** What needs to be done **
Take the line that has "Indicate the dry" in it and every line after it to the end of the entries, and reproduce them exactly.
** BEGIN Records provided **
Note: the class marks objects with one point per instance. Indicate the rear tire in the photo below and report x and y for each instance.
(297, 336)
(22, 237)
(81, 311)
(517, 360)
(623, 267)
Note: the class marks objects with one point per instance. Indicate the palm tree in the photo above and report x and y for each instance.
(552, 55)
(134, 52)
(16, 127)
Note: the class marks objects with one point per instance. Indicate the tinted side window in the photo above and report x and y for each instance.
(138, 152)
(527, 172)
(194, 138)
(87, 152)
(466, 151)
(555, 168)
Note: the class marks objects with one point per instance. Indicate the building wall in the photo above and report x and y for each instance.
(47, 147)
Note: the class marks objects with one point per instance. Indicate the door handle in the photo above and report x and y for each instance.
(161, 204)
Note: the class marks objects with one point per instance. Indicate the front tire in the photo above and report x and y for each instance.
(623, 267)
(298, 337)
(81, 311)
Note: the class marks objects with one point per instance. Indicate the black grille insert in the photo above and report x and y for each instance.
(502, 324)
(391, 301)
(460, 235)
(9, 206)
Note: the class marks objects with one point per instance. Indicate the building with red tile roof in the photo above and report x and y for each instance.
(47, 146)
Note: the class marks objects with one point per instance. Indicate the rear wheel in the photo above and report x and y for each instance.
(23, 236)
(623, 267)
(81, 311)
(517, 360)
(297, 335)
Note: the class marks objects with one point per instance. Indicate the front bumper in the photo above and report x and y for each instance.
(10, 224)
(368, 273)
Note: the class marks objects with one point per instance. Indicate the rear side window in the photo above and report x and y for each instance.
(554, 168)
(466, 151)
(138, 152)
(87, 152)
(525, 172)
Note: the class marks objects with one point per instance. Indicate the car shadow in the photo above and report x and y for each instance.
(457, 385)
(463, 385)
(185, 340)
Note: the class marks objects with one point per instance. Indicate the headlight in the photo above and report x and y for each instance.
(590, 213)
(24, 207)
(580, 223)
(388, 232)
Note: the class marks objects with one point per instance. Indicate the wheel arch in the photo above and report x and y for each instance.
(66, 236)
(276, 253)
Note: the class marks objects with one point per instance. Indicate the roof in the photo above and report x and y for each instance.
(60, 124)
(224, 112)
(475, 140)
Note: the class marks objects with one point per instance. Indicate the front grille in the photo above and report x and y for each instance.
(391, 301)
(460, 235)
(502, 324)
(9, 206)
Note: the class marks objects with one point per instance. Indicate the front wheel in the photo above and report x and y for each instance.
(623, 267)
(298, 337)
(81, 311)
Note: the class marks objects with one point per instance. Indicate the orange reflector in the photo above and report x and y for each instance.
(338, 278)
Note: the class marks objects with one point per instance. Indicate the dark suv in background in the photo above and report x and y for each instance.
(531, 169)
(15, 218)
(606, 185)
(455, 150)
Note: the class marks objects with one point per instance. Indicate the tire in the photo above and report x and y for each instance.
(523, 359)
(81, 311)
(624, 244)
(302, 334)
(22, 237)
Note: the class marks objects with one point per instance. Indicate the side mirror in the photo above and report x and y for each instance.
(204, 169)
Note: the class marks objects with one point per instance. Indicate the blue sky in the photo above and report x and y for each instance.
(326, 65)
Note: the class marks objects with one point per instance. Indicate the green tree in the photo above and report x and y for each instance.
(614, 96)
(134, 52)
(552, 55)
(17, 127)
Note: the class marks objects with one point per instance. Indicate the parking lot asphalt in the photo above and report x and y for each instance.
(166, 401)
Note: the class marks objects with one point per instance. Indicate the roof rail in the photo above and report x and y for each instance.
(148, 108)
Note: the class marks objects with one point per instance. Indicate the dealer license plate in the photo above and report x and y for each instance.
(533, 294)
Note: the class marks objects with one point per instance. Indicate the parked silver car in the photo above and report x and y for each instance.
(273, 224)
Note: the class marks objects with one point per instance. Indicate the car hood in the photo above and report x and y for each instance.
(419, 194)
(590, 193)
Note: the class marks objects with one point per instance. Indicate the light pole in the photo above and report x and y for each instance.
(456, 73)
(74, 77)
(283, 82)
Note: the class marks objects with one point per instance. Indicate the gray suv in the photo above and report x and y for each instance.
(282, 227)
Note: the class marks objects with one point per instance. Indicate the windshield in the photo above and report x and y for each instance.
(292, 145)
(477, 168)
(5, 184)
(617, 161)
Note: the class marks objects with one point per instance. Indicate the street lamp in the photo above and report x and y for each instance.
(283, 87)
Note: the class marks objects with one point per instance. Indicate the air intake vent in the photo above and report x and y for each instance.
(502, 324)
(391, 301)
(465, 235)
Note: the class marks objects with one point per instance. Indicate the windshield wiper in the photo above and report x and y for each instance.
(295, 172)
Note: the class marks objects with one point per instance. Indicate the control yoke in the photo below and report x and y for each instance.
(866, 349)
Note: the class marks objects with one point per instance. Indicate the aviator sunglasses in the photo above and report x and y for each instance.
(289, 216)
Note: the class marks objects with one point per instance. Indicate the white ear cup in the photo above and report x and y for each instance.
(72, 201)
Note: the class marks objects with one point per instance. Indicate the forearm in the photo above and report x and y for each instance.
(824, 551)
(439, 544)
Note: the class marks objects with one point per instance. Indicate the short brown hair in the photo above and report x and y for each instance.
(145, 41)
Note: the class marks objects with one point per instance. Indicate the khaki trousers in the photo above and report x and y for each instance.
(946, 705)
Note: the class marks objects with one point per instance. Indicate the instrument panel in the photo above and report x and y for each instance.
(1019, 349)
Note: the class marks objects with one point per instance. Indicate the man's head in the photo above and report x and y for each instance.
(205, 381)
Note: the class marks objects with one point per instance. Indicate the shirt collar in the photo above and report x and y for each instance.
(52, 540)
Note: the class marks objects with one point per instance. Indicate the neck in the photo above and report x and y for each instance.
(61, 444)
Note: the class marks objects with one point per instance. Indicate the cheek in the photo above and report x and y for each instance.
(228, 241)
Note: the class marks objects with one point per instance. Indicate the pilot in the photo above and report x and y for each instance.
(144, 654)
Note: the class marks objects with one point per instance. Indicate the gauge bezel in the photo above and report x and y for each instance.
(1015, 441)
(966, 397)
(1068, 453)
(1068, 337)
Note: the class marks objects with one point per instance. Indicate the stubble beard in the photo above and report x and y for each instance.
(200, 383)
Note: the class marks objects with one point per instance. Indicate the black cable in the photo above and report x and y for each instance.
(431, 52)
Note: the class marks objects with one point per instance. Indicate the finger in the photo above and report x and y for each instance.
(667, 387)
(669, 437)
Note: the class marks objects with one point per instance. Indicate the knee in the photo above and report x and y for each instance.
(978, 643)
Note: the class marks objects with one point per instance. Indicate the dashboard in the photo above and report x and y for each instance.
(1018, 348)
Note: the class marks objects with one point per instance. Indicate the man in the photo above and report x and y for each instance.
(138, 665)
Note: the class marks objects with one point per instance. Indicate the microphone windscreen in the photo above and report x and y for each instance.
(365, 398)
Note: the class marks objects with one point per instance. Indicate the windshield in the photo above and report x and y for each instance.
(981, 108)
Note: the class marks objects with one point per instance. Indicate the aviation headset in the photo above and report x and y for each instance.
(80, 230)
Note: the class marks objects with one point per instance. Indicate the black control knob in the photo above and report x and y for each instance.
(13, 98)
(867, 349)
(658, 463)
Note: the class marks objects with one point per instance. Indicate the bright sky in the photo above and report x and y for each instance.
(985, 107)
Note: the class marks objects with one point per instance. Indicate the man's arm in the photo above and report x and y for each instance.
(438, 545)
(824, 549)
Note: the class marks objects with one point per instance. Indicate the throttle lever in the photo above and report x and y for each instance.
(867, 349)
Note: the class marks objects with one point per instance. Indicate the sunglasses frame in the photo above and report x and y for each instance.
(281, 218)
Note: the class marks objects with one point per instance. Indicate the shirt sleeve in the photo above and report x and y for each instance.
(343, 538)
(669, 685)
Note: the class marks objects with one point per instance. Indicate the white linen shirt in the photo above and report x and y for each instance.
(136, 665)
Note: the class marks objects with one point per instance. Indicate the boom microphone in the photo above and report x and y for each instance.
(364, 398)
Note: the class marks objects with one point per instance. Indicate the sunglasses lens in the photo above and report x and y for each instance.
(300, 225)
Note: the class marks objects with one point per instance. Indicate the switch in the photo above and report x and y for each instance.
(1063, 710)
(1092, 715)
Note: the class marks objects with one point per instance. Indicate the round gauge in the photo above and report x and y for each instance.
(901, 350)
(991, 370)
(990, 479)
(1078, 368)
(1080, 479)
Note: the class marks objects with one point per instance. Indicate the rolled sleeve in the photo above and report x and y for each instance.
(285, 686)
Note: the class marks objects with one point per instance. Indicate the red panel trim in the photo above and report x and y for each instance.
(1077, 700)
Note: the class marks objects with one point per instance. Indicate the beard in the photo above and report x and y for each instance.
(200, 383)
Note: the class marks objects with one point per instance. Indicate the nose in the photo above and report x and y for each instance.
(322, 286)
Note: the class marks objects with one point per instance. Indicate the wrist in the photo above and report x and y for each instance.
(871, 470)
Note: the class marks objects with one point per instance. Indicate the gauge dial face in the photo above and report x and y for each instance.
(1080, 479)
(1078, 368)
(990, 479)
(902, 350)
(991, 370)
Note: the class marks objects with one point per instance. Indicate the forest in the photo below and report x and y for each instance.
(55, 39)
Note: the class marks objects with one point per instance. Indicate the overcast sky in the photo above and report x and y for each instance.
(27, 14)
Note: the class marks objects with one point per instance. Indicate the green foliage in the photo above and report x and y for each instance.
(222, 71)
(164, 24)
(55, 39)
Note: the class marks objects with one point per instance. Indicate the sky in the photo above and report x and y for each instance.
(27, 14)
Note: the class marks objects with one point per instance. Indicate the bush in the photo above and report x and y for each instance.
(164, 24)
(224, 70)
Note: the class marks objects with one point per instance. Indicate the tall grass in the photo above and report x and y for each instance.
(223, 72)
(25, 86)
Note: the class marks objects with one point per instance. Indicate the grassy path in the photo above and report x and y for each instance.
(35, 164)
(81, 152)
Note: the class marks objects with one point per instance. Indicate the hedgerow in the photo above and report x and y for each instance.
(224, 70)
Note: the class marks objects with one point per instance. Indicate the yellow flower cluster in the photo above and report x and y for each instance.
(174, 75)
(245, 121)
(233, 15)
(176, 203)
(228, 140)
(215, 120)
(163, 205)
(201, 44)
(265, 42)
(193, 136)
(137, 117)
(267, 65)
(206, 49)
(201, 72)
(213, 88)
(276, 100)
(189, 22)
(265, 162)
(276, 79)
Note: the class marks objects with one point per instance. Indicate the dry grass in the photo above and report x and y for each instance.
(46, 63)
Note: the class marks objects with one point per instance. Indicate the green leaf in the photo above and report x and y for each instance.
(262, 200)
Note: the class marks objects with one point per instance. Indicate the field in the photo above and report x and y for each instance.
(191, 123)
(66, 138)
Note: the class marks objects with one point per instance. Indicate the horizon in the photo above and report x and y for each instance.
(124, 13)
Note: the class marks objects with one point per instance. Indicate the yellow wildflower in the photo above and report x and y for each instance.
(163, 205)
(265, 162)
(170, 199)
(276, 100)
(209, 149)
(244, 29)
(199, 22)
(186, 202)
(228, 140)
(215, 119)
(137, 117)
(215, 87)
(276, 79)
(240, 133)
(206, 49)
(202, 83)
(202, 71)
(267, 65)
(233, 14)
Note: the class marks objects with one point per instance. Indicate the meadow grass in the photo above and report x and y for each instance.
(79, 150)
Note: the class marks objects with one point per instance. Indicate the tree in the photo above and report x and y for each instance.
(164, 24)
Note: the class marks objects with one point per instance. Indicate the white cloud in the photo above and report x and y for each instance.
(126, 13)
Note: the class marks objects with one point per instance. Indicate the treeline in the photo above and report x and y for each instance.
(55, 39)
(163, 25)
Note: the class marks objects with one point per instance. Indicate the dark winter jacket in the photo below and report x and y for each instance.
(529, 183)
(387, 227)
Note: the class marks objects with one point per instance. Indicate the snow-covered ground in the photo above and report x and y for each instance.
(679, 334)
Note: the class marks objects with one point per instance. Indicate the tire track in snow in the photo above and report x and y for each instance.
** END Records provided **
** Written solution **
Note: the class marks objects with one point per instance. Indicate the dry grass in the photo above and report x and y for each instance.
(46, 63)
Note: the class marks objects with one point per instance. Indicate the green leaf in the photo above and report x and y for each instance.
(262, 200)
Note: the class marks objects with one point per instance. Indicate the field in the photo above and report x and y for each instance.
(191, 123)
(66, 138)
Note: the class marks objects with one point per instance. Indicate the horizon in the photo above and report x and y for each instance.
(124, 13)
Note: the class marks objects with one point per instance. Indicate the yellow wildflower in the photo above and report x and y for each instance.
(163, 205)
(265, 162)
(170, 199)
(276, 100)
(209, 149)
(244, 29)
(199, 22)
(186, 202)
(228, 140)
(215, 119)
(137, 117)
(215, 87)
(276, 79)
(240, 133)
(206, 49)
(202, 83)
(202, 71)
(267, 65)
(233, 14)
Note: the class marks objects with one point per instance. Indicate the meadow grass in the photo above and report x and y for each instance.
(79, 150)
Note: the class marks objects with one point per instance. Indicate the tree in the photo above and report x and y for each instance.
(164, 24)
Note: the class marks objects with one point per instance. Indicate the white cloud in the photo above and report x and y for each instance.
(126, 13)
Note: the class marks objects with one point per instance. Indicate the treeline in the photo above and report x and y for each instance.
(55, 39)
(163, 25)
Note: the class marks objects with one point per instance. Indicate the dark winter jacket in the photo below and report x and y for each instance.
(529, 183)
(387, 227)
Note: the class marks objects with one point per instance. Indicate the snow-covered ground in the photo above and report x and y for each instance.
(679, 334)
Note: the class marks objects with one point per instance. Indicate the tire track in snow in the photo above and report x and y for each instance.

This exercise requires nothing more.